◆ **Provided text**

[BEGIN]

I hope this doesn’t make them think they can do this again though. This should make them realise they should’ve always gave the Devs more time to cook or been more realistic with scope from the get go
A publicly traded company prioritizing consumer satisfaction over short term profits? Learning from their “mistakes” after they still got a shit ton of money for it anyways and probably will if they do it again? I’m not banking on it.
It being released in a essentially a beta state with a terrible UI? half the loot being a bitch to access because you always cast igni? Game breaking bugs and glitch’s? Hard crashes?
I don’t think they have released one game that was actually release ready yet.
CP2077 was far worse, but that doesn’t mean the Witcher 3 was okay, it was still absolutely botched.
I’m not downplaying anything, but comparing a dumpster to a dumpster fire and saying they are the same thing is, at best, a little misleading.
The release of Witcher 3 was bad, but it was industry standard bad. Cyberpunk shipped straight up broken and incomplete. It has been fundamentally reworked at least twice since launch.
I don’t think anyone is apologizing for The Witcher 3 at launch, but let’s not pretend they are the same thing. There are more shades than black and white.

[END]

◆ **Given problem A**
From the line with "of the adult's" through the end of the records, give each line of the records as a string in a JSON list, one string per line, with blank lines left out.
The comment thread and the records come from different sources.

◆ **Raw records**
[BEGIN]

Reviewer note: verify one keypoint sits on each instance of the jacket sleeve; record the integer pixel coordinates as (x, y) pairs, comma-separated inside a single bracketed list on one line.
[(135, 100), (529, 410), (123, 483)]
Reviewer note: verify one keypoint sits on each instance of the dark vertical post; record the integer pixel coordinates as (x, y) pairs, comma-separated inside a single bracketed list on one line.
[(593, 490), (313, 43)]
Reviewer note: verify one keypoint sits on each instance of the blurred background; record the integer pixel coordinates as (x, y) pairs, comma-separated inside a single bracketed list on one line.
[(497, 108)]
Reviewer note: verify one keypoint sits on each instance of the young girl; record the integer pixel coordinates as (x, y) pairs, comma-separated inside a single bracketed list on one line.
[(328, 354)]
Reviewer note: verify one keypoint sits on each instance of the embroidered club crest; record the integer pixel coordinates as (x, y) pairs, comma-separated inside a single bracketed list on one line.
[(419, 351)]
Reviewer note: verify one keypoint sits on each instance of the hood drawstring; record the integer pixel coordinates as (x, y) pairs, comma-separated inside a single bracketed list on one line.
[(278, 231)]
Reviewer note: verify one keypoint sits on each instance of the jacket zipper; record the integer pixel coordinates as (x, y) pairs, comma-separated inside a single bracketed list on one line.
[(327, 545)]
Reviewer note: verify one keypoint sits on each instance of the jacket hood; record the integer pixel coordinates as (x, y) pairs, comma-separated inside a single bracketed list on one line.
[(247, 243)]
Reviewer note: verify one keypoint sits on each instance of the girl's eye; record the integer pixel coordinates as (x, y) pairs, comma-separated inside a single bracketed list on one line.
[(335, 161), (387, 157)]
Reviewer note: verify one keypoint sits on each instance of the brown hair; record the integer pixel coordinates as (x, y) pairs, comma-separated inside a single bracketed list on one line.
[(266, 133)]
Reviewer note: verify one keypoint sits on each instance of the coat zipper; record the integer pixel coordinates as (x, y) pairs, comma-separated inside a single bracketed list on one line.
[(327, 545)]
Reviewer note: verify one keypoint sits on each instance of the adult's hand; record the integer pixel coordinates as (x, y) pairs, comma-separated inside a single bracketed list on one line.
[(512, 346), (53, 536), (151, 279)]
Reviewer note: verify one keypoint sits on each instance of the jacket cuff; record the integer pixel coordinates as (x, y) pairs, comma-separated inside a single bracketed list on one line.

[END]

◆ **Given problem B**
In the comment thread:
(i) Which game does one commenter call "far worse" than the Witcher 3?
(ii) How many times, at minimum, has Cyberpunk been fundamentally reworked since launch, according to one comment?
(iii) What spell does a commenter say you always cast?

◆ **Correct output A**
[
  "Reviewer note: verify one keypoint sits on each instance of the adult's hand; record the integer pixel coordinates as (x, y) pairs, comma-separated inside a single bracketed list on one line.",
  "[(512, 346), (53, 536), (151, 279)]",
  "Reviewer note: verify one keypoint sits on each instance of the jacket cuff; record the integer pixel coordinates as (x, y) pairs, comma-separated inside a single bracketed list on one line."
]

◆ **Correct output B**
(i) CP2077
(ii) Twice
(iii) Igni